= Lelów County =

Lelów County (Powiat Lelowski) was an administrative unit (powiat), which existed for over 400 years, both in the Kingdom of Poland and the Polish–Lithuanian Commonwealth. Its history dates back probably to the late 14th century, ending in 1837. In the 15th century, when Lelów County was part of Kraków Voivodeship, its total area was almost 2500 km2. Among towns that belonged to it were Zawiercie, Myszków, Częstochowa, Kłobuck and Krzepice. The first known starosta of Lelów County was Zbigniew of Brzezie, mentioned in documents from 1408. The seat of the county was the town of Lelów.

- Position identification records
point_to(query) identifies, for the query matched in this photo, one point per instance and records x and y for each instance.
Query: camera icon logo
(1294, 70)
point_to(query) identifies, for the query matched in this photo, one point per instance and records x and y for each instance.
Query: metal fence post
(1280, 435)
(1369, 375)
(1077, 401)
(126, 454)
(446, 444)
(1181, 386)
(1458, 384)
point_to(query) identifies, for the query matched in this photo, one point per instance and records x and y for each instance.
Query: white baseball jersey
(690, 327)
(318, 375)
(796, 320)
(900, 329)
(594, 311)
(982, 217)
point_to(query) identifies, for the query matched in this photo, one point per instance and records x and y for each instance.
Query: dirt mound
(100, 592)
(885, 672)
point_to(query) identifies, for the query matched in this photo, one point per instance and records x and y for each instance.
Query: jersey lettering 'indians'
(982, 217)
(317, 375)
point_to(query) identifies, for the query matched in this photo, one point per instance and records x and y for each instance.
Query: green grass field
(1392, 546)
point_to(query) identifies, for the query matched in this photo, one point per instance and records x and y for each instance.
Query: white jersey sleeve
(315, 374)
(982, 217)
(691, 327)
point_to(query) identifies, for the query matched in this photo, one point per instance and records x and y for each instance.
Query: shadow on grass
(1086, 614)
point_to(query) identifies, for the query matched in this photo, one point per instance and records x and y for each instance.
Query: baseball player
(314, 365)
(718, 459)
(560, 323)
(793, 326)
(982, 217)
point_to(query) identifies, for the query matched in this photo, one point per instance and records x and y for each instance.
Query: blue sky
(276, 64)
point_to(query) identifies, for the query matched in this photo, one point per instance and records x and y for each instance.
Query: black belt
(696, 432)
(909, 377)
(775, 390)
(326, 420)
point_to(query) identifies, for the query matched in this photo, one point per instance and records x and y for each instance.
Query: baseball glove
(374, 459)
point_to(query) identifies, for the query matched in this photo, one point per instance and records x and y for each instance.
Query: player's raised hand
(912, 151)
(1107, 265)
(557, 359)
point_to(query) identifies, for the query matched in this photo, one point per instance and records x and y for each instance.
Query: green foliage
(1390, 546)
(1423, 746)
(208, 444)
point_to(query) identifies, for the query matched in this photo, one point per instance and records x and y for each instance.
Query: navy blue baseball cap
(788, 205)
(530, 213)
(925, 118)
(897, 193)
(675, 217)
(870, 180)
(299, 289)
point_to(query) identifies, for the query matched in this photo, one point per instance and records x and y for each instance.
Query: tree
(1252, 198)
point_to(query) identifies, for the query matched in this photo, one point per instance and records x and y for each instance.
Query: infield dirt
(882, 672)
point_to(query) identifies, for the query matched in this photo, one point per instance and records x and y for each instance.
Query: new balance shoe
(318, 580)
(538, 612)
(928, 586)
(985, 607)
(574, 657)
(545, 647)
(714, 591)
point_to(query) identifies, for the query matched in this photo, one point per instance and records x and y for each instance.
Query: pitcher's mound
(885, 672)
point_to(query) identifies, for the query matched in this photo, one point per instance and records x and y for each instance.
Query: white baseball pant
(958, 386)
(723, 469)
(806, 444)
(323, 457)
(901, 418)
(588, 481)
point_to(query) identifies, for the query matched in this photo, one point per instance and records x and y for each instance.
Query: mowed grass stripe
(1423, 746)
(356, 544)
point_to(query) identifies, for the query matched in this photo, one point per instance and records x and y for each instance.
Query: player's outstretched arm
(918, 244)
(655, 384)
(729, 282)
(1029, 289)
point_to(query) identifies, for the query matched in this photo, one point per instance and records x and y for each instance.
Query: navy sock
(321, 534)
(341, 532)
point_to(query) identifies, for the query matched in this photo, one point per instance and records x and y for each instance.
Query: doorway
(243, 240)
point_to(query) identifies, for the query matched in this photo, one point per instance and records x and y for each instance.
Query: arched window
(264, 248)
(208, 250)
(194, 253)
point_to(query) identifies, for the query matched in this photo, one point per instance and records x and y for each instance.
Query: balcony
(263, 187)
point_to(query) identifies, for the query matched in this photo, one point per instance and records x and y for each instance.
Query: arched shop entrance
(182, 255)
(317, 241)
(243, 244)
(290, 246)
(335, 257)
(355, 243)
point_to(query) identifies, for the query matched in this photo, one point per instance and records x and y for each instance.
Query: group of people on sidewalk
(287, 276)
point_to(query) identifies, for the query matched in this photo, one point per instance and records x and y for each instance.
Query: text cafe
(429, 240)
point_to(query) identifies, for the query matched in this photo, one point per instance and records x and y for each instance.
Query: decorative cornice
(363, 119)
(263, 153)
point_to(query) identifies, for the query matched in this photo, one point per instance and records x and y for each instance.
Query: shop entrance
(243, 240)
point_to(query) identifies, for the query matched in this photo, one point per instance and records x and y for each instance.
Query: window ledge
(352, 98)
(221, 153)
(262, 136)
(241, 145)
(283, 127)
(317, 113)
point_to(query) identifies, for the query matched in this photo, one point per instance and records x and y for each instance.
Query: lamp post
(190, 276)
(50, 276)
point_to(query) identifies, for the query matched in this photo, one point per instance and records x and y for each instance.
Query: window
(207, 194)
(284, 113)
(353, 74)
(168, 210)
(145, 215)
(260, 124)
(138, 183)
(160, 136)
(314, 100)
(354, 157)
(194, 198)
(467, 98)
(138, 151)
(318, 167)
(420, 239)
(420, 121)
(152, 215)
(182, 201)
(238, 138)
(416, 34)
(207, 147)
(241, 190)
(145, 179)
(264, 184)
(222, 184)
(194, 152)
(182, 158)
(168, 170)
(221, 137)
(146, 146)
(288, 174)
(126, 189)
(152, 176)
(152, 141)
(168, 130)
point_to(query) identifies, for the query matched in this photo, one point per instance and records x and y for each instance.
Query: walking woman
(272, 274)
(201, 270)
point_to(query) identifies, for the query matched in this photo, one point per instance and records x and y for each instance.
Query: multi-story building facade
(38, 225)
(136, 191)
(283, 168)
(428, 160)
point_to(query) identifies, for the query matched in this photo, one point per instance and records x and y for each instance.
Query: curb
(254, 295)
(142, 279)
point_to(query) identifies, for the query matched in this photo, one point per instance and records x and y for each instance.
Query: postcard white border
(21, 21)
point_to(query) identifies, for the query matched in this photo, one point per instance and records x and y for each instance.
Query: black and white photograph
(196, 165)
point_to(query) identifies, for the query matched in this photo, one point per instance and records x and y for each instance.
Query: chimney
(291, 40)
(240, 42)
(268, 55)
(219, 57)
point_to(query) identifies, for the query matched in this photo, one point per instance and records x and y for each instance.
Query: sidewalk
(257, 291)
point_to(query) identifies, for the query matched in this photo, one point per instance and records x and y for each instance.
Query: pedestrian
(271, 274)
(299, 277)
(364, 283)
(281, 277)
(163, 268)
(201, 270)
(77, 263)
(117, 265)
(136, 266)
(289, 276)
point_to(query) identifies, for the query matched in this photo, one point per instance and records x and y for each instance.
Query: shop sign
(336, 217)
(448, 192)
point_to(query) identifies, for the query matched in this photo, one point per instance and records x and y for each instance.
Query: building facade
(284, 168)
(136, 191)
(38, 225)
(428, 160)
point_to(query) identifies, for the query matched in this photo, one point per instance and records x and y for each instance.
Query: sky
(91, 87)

- Tasks to carry out
1/ Translate this sentence from the Lelów County text into Spanish: "The seat of the county was the town of Lelów."
2/ Return, copied without changes, the stretch of the Lelów County text that opens with the words "Lelów County (Powiat" and closes with "town of Lelów.".

- Responses to the tasks
1/ La sede del condado era la ciudad de Lelów.

2/
Lelów County (Powiat Lelowski) was an administrative unit (powiat), which existed for over 400 years, both in the Kingdom of Poland and the Polish–Lithuanian Commonwealth. Its history dates back probably to the late 14th century, ending in 1837. In the 15th century, when Lelów County was part of Kraków Voivodeship, its total area was almost 2500 km2. Among towns that belonged to it were Zawiercie, Myszków, Częstochowa, Kłobuck and Krzepice. The first known starosta of Lelów County was Zbigniew of Brzezie, mentioned in documents from 1408. The seat of the county was the town of Lelów.